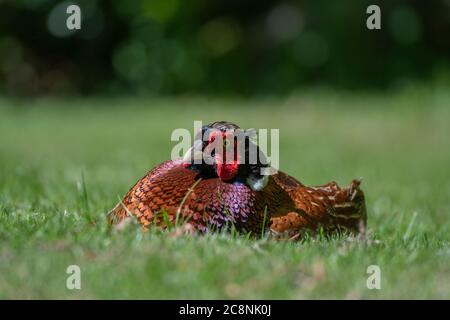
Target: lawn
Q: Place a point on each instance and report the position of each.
(65, 162)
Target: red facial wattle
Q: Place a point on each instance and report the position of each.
(226, 171)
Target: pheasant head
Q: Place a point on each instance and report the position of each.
(224, 150)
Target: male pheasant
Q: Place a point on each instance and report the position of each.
(224, 194)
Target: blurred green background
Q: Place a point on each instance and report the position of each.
(220, 47)
(83, 115)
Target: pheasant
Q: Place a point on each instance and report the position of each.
(216, 194)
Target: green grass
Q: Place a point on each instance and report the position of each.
(64, 163)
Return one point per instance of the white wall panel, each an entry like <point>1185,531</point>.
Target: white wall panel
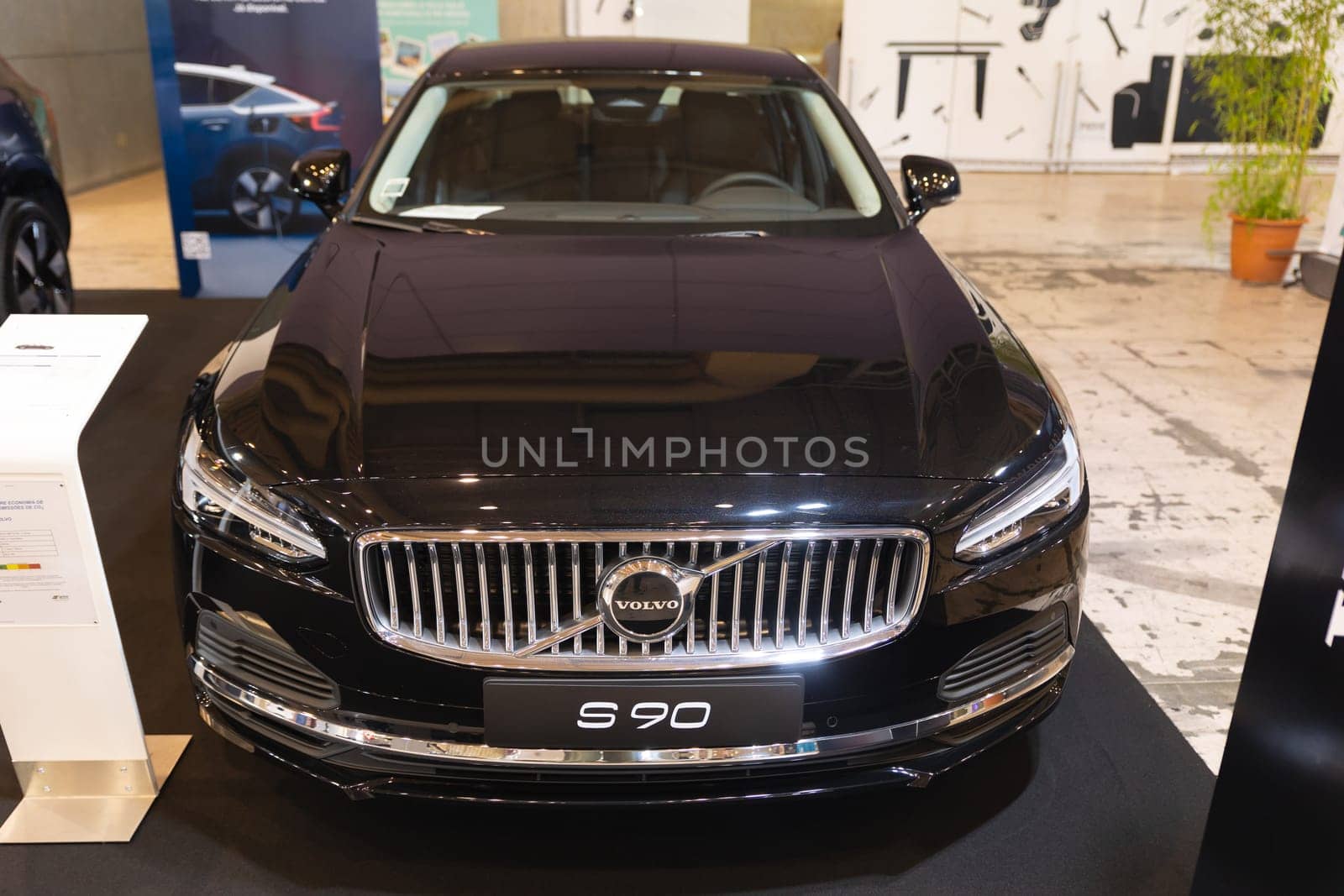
<point>1061,87</point>
<point>911,113</point>
<point>723,20</point>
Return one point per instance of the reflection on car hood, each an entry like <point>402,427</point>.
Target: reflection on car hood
<point>389,354</point>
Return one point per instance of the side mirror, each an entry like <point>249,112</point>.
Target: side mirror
<point>322,176</point>
<point>929,183</point>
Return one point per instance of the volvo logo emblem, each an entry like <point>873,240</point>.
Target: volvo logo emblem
<point>647,600</point>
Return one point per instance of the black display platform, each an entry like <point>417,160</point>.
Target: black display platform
<point>1105,795</point>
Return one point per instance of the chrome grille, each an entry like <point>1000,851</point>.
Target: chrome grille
<point>481,597</point>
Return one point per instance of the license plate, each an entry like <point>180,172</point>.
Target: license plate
<point>643,715</point>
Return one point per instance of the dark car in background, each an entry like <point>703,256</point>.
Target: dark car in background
<point>624,441</point>
<point>242,134</point>
<point>34,217</point>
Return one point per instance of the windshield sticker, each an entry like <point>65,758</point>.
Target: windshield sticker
<point>396,187</point>
<point>463,212</point>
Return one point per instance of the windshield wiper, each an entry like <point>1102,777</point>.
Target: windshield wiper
<point>448,228</point>
<point>420,228</point>
<point>385,222</point>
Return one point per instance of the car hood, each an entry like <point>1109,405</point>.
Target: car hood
<point>387,354</point>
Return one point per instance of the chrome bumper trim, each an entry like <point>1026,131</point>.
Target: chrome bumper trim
<point>226,689</point>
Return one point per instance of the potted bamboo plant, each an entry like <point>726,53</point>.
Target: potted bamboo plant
<point>1267,76</point>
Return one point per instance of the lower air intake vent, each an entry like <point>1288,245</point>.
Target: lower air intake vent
<point>266,664</point>
<point>1007,658</point>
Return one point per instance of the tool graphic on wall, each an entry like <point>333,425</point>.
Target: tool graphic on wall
<point>1034,29</point>
<point>907,50</point>
<point>1021,73</point>
<point>976,13</point>
<point>1120,49</point>
<point>1139,110</point>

(TASK TO CARRY OUT): The pictures alone are to be left out when the data above is copied; all else must match exactly.

(TASK RESULT):
Target: lawn
Q: Place a point on each instance and report the position of each.
(65, 162)
Target: red facial wattle
Q: Place a point on each instance and report the position of each.
(226, 171)
Target: pheasant head
Q: Place a point on each instance and report the position of each.
(224, 150)
Target: male pheasant
Q: Place a point on each instance and report the position of each.
(224, 194)
Target: blurred green background
Q: Place a point on each instance and report the position of each.
(220, 47)
(83, 115)
Target: pheasant
Q: Place a point on each instance and report the position of each.
(216, 194)
Target: green grass
Q: Place a point on each instance and report the position of each.
(64, 163)
Return one point per instance of the white wall panel, each an entry like <point>1185,531</point>.
Target: white wall panel
<point>1061,87</point>
<point>911,113</point>
<point>723,20</point>
Return one point per instance of the reflection on car hood, each an entry like <point>402,427</point>.
Target: reflection on car hood
<point>389,354</point>
Return one point per instance of the side mirror, each an entry like <point>249,112</point>.
Target: side mirror
<point>322,176</point>
<point>929,183</point>
Return one point per instance of the volvo logo emblem, each an entry like <point>873,240</point>.
Target: volvo logo emblem
<point>647,600</point>
Return one point per instance of the black display platform, each an entry like <point>417,160</point>.
Target: black display platform
<point>1105,795</point>
Return one point per instance of the chrome grille, each an entry like <point>1000,851</point>.
Target: chrome grille
<point>481,597</point>
Return one point per instance of the license plate, each an entry like <point>180,172</point>.
Target: license plate
<point>643,715</point>
Return one point per instance of the dark car in background, each an entry like <point>703,256</point>.
Target: dark car in background
<point>624,441</point>
<point>242,134</point>
<point>34,217</point>
Return one point per instance of the windshield sticker, each an entry like <point>65,758</point>.
Target: windshield sticker
<point>396,187</point>
<point>463,212</point>
Return one point per instance of the windshield wiper, each an entry like <point>1102,777</point>.
Target: windshield wiper
<point>448,228</point>
<point>420,228</point>
<point>385,222</point>
Return one point per instance of the car hood, each an entry like <point>1109,405</point>.
Target: car hood
<point>387,354</point>
Return one point per instance of the chrome bumper trim, each an entry like <point>1026,131</point>.
Target: chrome bumper trim
<point>226,689</point>
Return one point per instance of the potted bamboo plant, each an entry like <point>726,53</point>.
Target: potted bamboo plant
<point>1267,76</point>
Return one point per instance of the lower air intake vent, each an entry like <point>1288,245</point>.
Target: lower air intake vent
<point>266,664</point>
<point>1007,658</point>
Return one point per instance of the tool graphic on wall, each an entry like <point>333,425</point>.
Target: tool graphic on wall
<point>1034,29</point>
<point>907,50</point>
<point>1021,73</point>
<point>976,13</point>
<point>1120,49</point>
<point>1139,110</point>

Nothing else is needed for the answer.